SOURCE:
______

Silver Sky Airlines
| IATA | ICAO | Call sign |
| - | SIK | SILVERSKY |
- Founded: 2006
- Ceased operations: 2008
- Hubs: Aeroparque Jorge Newbery
- Fleet size: 1
- Destinations: 3 (planned)
- Headquarters: Mendoza, Argentina
- Website: www.silversky.com.ar

= Silver Sky Airlines =

Argentinian airline

Silver Sky Airlines (Silver Sky Líneas Aéreas S.A.) was a proposed regional airline based in Mendoza, Argentina, founded by businessman Ricardo Lasmartres to address a severe capacity shortage in the country's domestic aviation market. Conceived around 2006 following the financial collapse of several prominent Argentine carriers, the airline planned to operate a comprehensive domestic network centered around hubs in Mendoza, Córdoba, and Buenos Aires. However, plagued by continuous launch delays, weak charter demand, and government-regulated fares that heavily favored subsidized competitors, Silver Sky suffered severe financial losses and ceased operations in 2008.

== History ==
Silver Sky was founded by Ricardo Lasmartres, a businessman from Mendoza, Argentina. He was aspiring to establish the province's first locally based airline in Mendoza. The company's formation was largely driven by a severe capacity shortage within the Argentine domestic aviation market. This void resulted directly from the financial collapse of several prominent regional carriers, including Líneas Aéreas Privadas Argentinas, Southern Winds Airlines, American Falcon, and Dinar Líneas Aéreas.

______

EXERCISE SET:
A) Quote the stretch of the Silver Sky Airlines article from "- Headquarters: Mendoza, Argentina" through "operations in 2008.".
B) Who founded Silver Sky Airlines, according to the article?

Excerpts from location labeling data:
______

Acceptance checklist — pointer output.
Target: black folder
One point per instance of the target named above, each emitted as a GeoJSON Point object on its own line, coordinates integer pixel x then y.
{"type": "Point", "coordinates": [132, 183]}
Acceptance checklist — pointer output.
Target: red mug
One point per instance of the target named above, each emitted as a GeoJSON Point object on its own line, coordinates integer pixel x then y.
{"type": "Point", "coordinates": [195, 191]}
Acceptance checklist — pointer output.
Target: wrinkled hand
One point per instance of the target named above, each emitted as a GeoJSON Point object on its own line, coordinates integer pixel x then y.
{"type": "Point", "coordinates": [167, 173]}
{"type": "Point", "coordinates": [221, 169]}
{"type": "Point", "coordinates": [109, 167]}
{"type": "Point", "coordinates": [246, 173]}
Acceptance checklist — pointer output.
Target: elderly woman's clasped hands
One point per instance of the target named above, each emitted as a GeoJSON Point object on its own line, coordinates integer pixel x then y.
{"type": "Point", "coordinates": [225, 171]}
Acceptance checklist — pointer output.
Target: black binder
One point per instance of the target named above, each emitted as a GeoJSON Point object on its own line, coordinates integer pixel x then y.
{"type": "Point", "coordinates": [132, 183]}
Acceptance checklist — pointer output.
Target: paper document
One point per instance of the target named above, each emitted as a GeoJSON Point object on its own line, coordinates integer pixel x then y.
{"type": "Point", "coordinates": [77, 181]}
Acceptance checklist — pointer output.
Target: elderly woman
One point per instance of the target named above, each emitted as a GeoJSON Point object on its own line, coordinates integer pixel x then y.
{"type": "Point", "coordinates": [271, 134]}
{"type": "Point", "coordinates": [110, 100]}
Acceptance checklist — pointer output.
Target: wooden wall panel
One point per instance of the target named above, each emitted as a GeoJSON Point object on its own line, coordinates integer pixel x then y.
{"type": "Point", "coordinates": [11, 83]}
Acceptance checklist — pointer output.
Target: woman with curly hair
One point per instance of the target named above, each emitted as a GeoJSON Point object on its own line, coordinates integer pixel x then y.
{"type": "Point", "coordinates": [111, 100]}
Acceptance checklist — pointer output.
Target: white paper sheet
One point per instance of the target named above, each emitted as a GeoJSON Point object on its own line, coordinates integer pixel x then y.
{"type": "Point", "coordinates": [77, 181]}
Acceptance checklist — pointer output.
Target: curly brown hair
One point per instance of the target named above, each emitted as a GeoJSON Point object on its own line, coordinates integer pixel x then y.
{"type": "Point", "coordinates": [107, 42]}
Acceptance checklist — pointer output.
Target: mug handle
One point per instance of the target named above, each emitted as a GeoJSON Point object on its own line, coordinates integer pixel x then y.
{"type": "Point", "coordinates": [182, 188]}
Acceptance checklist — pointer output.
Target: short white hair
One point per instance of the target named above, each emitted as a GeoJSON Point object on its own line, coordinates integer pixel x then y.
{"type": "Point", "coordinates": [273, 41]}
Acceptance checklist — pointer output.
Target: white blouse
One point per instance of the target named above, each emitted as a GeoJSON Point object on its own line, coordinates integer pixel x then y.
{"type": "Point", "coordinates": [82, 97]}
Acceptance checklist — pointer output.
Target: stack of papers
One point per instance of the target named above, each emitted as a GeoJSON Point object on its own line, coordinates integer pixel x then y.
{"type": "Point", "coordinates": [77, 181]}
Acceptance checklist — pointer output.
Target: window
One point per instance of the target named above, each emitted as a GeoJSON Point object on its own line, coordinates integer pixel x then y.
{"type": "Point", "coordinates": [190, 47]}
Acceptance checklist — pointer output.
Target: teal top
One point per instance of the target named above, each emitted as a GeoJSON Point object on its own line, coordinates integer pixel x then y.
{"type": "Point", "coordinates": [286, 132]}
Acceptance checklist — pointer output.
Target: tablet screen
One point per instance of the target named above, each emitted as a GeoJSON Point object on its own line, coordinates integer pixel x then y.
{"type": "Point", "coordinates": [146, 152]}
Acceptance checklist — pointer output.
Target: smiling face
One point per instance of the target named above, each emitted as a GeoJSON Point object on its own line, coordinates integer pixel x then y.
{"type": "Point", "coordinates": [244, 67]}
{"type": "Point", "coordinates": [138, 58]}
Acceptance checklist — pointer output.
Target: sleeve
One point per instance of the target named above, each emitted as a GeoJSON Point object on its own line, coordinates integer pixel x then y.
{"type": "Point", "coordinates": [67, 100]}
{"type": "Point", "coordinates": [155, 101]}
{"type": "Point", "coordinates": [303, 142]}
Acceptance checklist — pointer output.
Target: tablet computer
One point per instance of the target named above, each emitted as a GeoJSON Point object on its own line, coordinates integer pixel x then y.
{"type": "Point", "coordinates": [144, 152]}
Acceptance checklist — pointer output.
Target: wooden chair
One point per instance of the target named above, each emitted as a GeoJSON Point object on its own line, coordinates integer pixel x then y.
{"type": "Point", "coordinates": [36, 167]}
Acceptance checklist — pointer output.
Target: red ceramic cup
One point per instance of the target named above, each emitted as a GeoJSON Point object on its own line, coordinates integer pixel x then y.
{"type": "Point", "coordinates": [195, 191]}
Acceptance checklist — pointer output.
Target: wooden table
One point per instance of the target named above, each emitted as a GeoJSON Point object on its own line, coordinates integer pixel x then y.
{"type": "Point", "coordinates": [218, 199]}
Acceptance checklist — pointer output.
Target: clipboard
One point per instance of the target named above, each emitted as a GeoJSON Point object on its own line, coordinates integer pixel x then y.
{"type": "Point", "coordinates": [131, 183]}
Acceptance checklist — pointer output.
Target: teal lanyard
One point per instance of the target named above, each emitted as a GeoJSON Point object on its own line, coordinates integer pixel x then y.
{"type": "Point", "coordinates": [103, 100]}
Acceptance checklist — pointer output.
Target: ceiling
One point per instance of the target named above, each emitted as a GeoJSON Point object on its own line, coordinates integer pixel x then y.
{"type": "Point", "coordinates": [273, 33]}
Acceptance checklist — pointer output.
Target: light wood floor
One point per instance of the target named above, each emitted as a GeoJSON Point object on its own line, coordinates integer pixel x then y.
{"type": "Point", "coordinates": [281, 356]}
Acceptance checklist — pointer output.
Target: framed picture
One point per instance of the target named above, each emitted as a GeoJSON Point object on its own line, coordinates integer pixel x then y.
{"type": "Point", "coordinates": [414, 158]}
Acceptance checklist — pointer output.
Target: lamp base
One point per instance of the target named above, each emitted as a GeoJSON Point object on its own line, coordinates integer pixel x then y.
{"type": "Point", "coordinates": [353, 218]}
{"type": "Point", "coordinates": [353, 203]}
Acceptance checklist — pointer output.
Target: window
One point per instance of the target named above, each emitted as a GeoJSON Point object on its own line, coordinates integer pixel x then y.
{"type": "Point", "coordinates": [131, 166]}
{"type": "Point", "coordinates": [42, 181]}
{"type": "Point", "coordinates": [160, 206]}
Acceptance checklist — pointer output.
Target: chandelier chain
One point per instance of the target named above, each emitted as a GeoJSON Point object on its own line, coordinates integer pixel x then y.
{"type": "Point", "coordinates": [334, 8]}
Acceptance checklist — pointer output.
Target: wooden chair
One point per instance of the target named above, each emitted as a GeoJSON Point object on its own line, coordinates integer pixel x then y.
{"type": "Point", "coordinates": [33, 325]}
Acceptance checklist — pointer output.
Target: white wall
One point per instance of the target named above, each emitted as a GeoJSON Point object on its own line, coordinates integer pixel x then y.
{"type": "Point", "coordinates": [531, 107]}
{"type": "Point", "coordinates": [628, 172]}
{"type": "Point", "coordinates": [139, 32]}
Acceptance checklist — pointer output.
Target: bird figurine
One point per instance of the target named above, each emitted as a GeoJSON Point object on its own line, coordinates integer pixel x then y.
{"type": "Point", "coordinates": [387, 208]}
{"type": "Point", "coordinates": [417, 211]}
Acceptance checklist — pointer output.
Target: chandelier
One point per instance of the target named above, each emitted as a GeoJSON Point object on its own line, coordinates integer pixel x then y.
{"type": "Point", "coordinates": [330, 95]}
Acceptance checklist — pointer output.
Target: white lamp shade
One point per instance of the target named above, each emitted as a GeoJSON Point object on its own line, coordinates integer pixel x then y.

______

EXPECTED OUTPUTS:
A)
- Headquarters: Mendoza, Argentina
- Website: www.silversky.com.ar

= Silver Sky Airlines =

Argentinian airline

Silver Sky Airlines (Silver Sky Líneas Aéreas S.A.) was a proposed regional airline based in Mendoza, Argentina, founded by businessman Ricardo Lasmartres to address a severe capacity shortage in the country's domestic aviation market. Conceived around 2006 following the financial collapse of several prominent Argentine carriers, the airline planned to operate a comprehensive domestic network centered around hubs in Mendoza, Córdoba, and Buenos Aires. However, plagued by continuous launch delays, weak charter demand, and government-regulated fares that heavily favored subsidized competitors, Silver Sky suffered severe financial losses and ceased operations in 2008.

B) Ricardo Lasmartres, a businessman from Mendoza, Argentina.